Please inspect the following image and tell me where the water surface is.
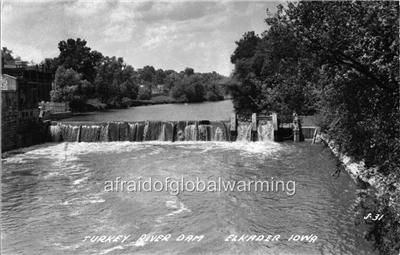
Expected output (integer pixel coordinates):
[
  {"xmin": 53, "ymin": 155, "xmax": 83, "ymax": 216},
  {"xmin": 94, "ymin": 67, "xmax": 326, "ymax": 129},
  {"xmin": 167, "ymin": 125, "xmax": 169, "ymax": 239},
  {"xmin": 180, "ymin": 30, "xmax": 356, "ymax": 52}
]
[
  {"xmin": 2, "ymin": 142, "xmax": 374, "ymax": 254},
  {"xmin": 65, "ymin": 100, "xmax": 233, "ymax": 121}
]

——————————

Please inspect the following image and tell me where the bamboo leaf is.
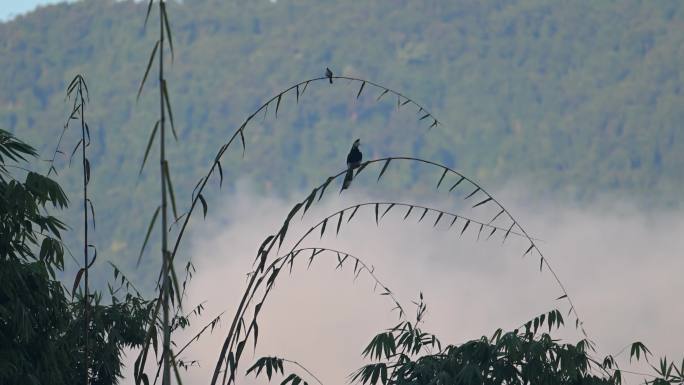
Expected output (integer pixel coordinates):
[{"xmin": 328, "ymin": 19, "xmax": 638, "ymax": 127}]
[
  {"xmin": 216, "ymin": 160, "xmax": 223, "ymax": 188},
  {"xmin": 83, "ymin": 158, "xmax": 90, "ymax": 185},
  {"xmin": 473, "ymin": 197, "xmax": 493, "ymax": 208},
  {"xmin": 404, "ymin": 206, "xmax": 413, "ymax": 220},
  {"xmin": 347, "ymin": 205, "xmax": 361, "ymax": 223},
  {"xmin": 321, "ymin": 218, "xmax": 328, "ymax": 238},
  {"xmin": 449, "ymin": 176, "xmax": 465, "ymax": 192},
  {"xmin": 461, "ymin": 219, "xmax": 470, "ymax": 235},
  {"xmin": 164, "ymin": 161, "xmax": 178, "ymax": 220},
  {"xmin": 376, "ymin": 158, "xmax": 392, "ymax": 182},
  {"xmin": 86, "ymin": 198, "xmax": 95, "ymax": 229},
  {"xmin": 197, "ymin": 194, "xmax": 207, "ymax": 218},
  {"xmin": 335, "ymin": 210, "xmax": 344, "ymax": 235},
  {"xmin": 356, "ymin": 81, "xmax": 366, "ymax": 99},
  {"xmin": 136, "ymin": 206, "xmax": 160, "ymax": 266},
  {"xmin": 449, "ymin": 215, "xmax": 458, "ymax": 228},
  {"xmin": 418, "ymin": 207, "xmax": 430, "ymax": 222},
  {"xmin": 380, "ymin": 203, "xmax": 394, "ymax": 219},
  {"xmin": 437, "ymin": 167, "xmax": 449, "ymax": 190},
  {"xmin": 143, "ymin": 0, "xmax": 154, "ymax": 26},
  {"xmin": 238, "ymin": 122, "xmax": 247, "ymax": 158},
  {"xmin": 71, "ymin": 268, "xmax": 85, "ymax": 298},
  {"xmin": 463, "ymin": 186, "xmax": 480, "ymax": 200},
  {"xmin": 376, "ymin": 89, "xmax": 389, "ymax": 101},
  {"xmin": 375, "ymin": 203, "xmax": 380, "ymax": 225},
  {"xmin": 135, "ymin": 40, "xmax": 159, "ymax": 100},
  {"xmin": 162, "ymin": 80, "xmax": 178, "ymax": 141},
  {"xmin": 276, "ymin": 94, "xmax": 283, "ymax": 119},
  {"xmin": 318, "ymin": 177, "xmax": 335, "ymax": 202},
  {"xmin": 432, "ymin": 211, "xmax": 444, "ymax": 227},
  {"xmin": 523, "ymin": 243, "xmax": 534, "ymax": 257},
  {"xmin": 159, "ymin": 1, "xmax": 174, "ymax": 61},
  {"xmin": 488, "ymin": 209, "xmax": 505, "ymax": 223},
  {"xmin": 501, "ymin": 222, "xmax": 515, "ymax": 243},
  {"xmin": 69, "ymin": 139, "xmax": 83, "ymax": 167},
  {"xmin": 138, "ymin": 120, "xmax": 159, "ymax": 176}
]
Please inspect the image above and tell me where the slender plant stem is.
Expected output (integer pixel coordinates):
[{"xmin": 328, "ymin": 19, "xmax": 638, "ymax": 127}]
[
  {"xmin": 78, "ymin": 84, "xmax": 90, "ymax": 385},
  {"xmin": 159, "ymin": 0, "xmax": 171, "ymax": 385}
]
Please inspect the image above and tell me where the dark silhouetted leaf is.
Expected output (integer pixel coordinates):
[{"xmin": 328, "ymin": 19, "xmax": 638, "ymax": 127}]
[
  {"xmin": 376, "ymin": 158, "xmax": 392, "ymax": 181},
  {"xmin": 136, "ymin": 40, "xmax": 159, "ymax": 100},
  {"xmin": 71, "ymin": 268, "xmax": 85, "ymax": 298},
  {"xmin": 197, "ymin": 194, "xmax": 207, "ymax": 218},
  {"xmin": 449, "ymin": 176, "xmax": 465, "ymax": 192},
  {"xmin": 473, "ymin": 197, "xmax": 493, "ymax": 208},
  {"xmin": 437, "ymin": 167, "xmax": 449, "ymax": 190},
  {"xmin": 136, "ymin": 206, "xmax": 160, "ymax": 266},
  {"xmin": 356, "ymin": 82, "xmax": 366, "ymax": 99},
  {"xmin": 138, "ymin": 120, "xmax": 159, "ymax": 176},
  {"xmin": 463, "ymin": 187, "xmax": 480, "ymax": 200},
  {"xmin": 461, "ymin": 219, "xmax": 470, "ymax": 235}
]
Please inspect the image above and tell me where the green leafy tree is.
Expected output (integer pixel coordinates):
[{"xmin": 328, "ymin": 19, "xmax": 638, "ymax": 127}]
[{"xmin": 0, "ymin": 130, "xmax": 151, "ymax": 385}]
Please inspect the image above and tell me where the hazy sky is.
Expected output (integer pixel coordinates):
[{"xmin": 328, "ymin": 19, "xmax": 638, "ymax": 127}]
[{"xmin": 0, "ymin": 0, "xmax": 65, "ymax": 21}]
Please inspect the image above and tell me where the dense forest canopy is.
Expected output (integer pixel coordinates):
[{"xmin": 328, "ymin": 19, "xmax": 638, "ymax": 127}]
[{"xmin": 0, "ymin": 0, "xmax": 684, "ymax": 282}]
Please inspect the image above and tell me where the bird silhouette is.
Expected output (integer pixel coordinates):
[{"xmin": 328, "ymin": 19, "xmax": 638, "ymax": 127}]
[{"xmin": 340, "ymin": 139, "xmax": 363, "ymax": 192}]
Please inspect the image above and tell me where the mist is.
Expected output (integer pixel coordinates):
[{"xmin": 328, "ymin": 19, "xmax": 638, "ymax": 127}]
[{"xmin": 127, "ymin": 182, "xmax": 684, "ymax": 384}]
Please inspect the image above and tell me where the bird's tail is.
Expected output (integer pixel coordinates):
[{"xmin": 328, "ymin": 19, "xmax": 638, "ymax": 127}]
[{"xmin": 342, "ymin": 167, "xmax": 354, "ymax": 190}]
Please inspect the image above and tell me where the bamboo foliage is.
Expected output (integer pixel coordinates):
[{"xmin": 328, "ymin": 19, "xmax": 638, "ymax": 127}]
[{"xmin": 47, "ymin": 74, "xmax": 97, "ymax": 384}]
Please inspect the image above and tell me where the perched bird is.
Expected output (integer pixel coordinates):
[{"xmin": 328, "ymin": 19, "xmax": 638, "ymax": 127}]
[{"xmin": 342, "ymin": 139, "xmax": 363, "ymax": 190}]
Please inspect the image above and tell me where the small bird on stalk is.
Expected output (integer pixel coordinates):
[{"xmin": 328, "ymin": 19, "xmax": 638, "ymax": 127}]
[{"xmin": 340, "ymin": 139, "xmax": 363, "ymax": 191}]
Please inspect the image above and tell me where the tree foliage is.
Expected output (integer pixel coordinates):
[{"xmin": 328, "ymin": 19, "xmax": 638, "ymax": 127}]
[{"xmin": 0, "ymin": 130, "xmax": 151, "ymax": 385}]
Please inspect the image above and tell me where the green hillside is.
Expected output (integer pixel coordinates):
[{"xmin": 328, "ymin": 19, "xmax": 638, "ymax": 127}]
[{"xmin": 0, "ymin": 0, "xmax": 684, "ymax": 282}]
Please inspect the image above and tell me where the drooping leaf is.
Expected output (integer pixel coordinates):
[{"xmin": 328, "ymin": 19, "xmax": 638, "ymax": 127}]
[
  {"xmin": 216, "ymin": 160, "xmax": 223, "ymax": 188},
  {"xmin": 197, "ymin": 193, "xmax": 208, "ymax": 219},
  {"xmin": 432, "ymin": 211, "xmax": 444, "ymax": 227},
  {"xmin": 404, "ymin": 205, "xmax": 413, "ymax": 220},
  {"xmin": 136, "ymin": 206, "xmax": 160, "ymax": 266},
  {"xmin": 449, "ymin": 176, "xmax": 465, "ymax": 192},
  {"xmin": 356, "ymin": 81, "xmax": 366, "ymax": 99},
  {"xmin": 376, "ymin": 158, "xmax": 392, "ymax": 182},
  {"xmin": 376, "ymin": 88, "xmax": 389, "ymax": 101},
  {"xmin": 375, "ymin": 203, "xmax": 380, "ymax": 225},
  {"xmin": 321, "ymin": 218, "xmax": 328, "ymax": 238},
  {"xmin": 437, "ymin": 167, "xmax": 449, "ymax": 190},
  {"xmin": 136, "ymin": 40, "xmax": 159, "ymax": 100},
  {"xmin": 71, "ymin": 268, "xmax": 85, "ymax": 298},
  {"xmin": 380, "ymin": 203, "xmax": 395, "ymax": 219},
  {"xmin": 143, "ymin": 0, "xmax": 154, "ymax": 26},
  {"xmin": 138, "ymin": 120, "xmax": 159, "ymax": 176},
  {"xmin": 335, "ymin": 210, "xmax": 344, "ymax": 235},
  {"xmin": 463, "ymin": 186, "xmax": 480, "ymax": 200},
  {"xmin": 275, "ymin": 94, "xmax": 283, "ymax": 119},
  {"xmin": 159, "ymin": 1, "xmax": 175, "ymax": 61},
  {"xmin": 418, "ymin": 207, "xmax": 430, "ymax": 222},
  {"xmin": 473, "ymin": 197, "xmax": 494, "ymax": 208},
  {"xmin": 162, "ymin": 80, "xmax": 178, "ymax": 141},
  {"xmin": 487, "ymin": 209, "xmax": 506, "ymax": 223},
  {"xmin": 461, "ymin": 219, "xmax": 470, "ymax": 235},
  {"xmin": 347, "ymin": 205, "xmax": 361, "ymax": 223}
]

——————————

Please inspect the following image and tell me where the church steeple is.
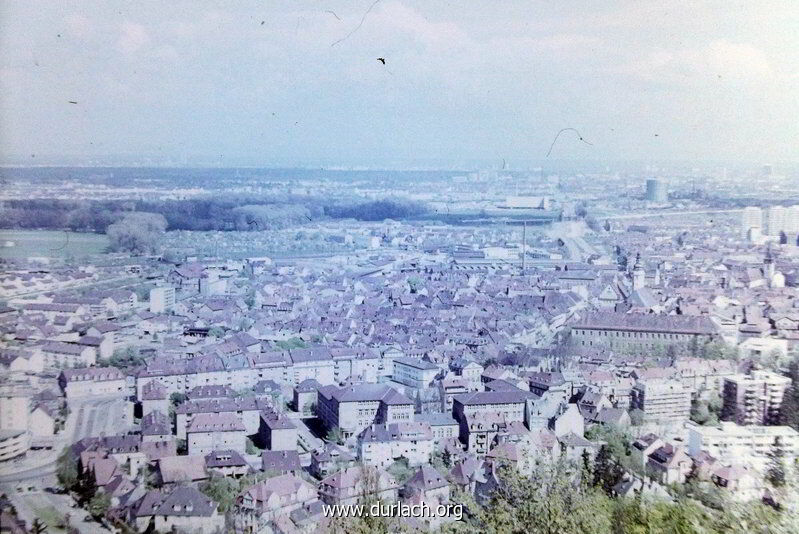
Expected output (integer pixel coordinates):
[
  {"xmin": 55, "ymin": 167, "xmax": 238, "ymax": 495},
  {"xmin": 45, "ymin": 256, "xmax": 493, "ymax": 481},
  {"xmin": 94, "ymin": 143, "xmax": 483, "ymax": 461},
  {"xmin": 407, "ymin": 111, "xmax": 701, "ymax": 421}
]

——————————

» **EXERCISE TASK**
Find every line in the entries above that contains the word "bird" and copy each of those lines.

» **SOLVED PROBLEM**
Please inspect the image above and tell me where the bird silhouette is.
Please inspect the image above and tell me where the bird's tail is.
Please inspect the image above and tell me where the perched bird is.
Please inspect the image above and tell me where the small bird on stalk is.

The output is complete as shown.